▸ EXERCISE DATA:
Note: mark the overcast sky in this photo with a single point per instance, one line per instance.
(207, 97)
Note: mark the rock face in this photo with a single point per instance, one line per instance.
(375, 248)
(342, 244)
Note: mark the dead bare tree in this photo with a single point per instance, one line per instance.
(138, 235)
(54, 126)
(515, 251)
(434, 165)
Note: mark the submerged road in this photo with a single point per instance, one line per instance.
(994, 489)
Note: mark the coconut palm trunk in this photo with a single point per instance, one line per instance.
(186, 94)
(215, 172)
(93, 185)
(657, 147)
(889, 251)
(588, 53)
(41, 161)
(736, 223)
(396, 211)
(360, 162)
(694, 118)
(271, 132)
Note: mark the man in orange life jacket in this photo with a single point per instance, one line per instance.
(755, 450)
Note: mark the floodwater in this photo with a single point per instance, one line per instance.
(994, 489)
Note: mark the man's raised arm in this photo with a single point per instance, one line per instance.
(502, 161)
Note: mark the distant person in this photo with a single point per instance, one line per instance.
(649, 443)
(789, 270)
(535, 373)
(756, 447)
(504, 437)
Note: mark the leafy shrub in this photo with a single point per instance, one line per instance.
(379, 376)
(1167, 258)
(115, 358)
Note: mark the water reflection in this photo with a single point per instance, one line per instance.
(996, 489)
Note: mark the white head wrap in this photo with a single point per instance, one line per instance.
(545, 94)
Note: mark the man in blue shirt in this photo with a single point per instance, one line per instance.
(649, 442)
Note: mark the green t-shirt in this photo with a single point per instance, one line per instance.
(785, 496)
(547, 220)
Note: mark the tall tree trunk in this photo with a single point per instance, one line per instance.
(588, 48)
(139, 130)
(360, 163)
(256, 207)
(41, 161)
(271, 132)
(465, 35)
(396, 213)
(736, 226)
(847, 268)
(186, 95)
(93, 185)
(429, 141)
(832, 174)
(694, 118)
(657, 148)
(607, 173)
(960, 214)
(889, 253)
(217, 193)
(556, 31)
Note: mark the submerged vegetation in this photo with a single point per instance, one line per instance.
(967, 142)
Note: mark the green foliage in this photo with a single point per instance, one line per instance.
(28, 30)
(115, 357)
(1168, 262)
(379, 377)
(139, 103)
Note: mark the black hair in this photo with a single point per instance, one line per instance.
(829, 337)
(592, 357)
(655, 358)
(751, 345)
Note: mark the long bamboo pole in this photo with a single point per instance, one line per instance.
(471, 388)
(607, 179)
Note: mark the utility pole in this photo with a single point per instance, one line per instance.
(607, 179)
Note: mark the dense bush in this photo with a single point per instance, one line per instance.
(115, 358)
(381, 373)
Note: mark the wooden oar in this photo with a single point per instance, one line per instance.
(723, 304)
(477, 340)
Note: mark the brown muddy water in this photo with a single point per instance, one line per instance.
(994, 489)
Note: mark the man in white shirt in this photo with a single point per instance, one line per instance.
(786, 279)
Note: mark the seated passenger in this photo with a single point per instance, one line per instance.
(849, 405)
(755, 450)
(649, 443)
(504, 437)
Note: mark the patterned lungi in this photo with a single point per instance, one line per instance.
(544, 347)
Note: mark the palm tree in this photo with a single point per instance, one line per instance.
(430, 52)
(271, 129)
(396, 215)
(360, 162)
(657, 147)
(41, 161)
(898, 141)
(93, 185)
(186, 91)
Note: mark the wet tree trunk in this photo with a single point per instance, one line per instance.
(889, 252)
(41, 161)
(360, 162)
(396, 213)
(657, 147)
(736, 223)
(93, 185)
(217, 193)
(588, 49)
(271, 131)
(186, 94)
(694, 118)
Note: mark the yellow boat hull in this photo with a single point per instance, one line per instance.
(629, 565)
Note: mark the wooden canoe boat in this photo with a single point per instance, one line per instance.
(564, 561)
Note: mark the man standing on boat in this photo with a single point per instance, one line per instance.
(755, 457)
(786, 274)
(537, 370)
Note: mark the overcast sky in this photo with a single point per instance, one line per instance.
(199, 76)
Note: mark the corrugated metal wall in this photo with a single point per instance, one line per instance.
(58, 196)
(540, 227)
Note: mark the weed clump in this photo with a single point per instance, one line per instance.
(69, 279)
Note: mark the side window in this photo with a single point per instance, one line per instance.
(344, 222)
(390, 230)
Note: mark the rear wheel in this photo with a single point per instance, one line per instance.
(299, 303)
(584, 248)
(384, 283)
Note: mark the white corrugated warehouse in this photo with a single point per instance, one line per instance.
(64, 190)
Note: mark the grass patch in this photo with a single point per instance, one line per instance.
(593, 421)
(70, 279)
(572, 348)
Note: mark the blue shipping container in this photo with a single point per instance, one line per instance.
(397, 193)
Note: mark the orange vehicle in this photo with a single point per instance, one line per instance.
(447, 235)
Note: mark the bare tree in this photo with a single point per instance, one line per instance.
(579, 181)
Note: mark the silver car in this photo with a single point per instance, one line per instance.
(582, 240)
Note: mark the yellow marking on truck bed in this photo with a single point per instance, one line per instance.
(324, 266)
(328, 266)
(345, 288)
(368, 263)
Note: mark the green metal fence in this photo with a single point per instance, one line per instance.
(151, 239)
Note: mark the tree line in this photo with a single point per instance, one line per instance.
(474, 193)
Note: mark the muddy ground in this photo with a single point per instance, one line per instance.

▸ YOUR INSTRUCTIONS: Give back the whole listing exactly.

▸ REPLY TO THE EXERCISE:
Note: mark the overcast sky in this photo with a single point per instance, one line per instance.
(207, 97)
Note: mark the rock face in this photo with a single point per instance, one line per instance.
(375, 248)
(342, 244)
Note: mark the dead bare tree in this photo with a single point per instance, one line per instance.
(138, 235)
(54, 126)
(515, 251)
(434, 165)
Note: mark the submerged road in this photo with a single point per instance, one line per instance.
(994, 489)
Note: mark the coconut palm trunk in this photo with a single point per instance, one line per instance.
(186, 94)
(215, 172)
(93, 185)
(657, 147)
(889, 251)
(588, 53)
(41, 161)
(736, 223)
(396, 211)
(360, 162)
(694, 118)
(271, 132)
Note: mark the man in orange life jacket in this photo with a single point per instance, one line per instance.
(755, 450)
Note: mark the floodwater in this photo with a single point per instance, one line per instance.
(994, 489)
Note: mark the man's raised arm in this photo with a single point per instance, one line per instance.
(502, 161)
Note: mark the distant person in this photo with a single point per instance, one line per instance.
(649, 443)
(789, 270)
(535, 373)
(756, 447)
(504, 437)
Note: mark the leafy shrub in this photo with a single point per instance, one line per instance.
(379, 376)
(1167, 258)
(115, 358)
Note: mark the water reflection in this photo with a single point per instance, one line per instance.
(996, 489)
Note: mark the white head wrap in this photo with a single point per instance, one line per instance.
(545, 94)
Note: mark the man in blue shirt in this photo with a single point per instance, one line per instance.
(649, 442)
Note: mark the green t-shirt in this photo with a single point per instance, one line per instance.
(785, 496)
(547, 220)
Note: mark the tall tree trunk in this photo with a single point per instance, one line per instance.
(588, 48)
(139, 130)
(360, 163)
(256, 207)
(41, 161)
(271, 132)
(465, 35)
(396, 213)
(736, 226)
(847, 268)
(186, 95)
(93, 185)
(429, 141)
(832, 174)
(694, 118)
(657, 148)
(607, 173)
(960, 214)
(889, 253)
(217, 193)
(556, 31)
Note: mark the submerged vegetation in this photo with a single point per instance, one line per instance.
(967, 142)
Note: mark the green foliage in this photo with a single point per instance, one line per instance.
(28, 30)
(115, 357)
(1168, 262)
(379, 377)
(139, 103)
Note: mark the black hair in this photo with a single point per instance, one line per instance.
(829, 337)
(592, 357)
(655, 358)
(751, 345)
Note: mark the long bamboo pole in this photo with a single point per instance, one line per instance.
(471, 388)
(607, 179)
Note: mark the utility pole in this photo with a single point per instance, one line per instance.
(607, 179)
Note: mark the dense bush in this photo with a single point per instance, one line per instance.
(115, 358)
(381, 373)
Note: mark the wooden oar in this photo with a single point per instance, one line per instance.
(723, 304)
(477, 340)
Note: mark the brown muddy water in this photo with a single point per instance, one line per instance.
(994, 489)
Note: mark the man in white shirt in this photo with a single point per instance, one line per instance.
(786, 279)
Note: mark the seated passenger in this photo with a single point per instance, one line per instance.
(849, 405)
(755, 450)
(649, 443)
(504, 437)
Note: mark the patterned lungi in this photo with a single point per instance, one line per instance.
(544, 347)
Note: mark the palm tree in this photo with a single point per instance, one line per instance.
(430, 52)
(271, 129)
(396, 215)
(360, 162)
(657, 147)
(41, 161)
(898, 141)
(93, 185)
(186, 91)
Note: mark the wet tree trunk in this photo with a single point per instance, one line per instance.
(889, 252)
(41, 161)
(360, 162)
(396, 213)
(657, 147)
(736, 223)
(93, 185)
(217, 193)
(588, 49)
(271, 131)
(186, 94)
(694, 118)
Note: mark the yellow boat hull in this photo with a single point per instance, one line per instance.
(629, 565)
Note: mark the wooden canoe boat in this photo with a single point per instance, one line per instance.
(564, 561)
Note: mark the man standing on boat in this photo with a single point per instance, one line per instance.
(755, 457)
(786, 274)
(537, 370)
Note: mark the overcast sky in this photo with a single point per instance, one line per instance.
(199, 76)
Note: mark the corrugated metal wall in this photo with a single point per instance, one line per instance.
(58, 196)
(540, 227)
Note: mark the weed clump in this photo with a single point per instance, one line per instance.
(69, 279)
Note: mark the side window in this photo with a single point per instance, one line per instance.
(344, 222)
(390, 230)
Note: mark the rear wheel in this photo with a single point per instance, one line per instance.
(299, 303)
(584, 248)
(384, 283)
Note: mark the white corrugated warehouse in this photo with a single point per instance, one line per instance.
(64, 190)
Note: mark the grass patch in this photo with a single point per instance, one line per instance.
(593, 421)
(70, 279)
(572, 348)
Note: mark the blue shipping container in this photo with a single point per instance, one line per instance.
(397, 193)
Note: mark the orange vehicle in this photo with a single point per instance, one line per instance.
(447, 235)
Note: mark the bare tree in this photo with a single point per instance, one line per instance.
(579, 181)
Note: mark the silver car in this photo with a single point per instance, one line per instance.
(582, 240)
Note: mark the yellow marking on truck bed in this photo with a single point per instance, one line per instance.
(324, 266)
(328, 266)
(345, 288)
(368, 263)
Note: mark the green metal fence in this photo with a single point per instance, one line per instance.
(151, 239)
Note: mark the tree line in this photo with a single point per instance, one line per instance.
(474, 193)
Note: mark the muddy ground in this photo with a single point per instance, one line per instance.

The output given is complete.